You are viewing a plain text version of this content. The canonical link for it is here.
Posted to java-user@lucene.apache.org by Johannes Christen <j....@insiders.de> on 2006/07/06 17:06:45 UTC

Berkeley DB JEDirectory Performance

Hi all.
 
I just want to share my experience with the Berkeley DB JEDirectory
implementation from the contrib. area. I spend two days evaluating and
testing it and found out that it does work, but has very bad performance
and very high disk requirements for medium size document volume. 
 
I indexed about 78000 documents (DPA news items) in the FSDirectory and
the JEDirectory, and here are the results:
 
Disk usage (index size):
FSDirectory: 322 MB
JEDirectory: 4650 MB
 
Indexing Performance:
FSDirectory: 84 minutes
JEDirectory: 402 minutes
 
Searching:
Initial opening of the JEDirectory took about 45 minutes.
The searching itself was ok, but still about 1.5 times slower than with
the FSDirectory.
 
Ok. I hope than helped people who consider using the Berkeley DB
directory implementation in their application. It may do a good job if
you want to use transactions in small environments, but if the amount of
documents is getting big I wouldn't recommend the JEDirectory
implementation.
 
Bye for now
 
    Jo Christen
 
 

Re: Berkeley DB JEDirectory Performance

Posted by Erick Erickson <er...@gmail.com>.
Thanks, I always appreciate someone else doing work for me <G>....

Best
Erick

Re: Berkeley DB JEDirectory Performance

Posted by Otis Gospodnetic <ot...@yahoo.com>.

• _DATA BLOCK_
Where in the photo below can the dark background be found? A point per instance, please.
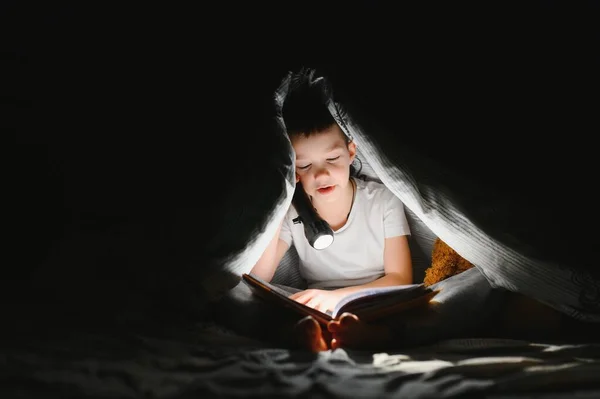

• _WORK TO DO_
Does each statement agree with the thread on JEDirectory performance: (a) the JEDirectory index took up 4650 MB on disk, (b) indexing with the JEDirectory took 84 minutes, (c) searching with the JEDirectory was faster than with the FSDirectory? Answer yes or no for each and quote the deciding words from the thread. The listing has nothing to do with the thread on JEDirectory performance.

• _COMPLETE OUTPUT_
(a) Yes: "JEDirectory: 4650 MB"
(b) No: "JEDirectory: 402 minutes"
(c) No: "about 1.5 times slower than with the FSDirectory"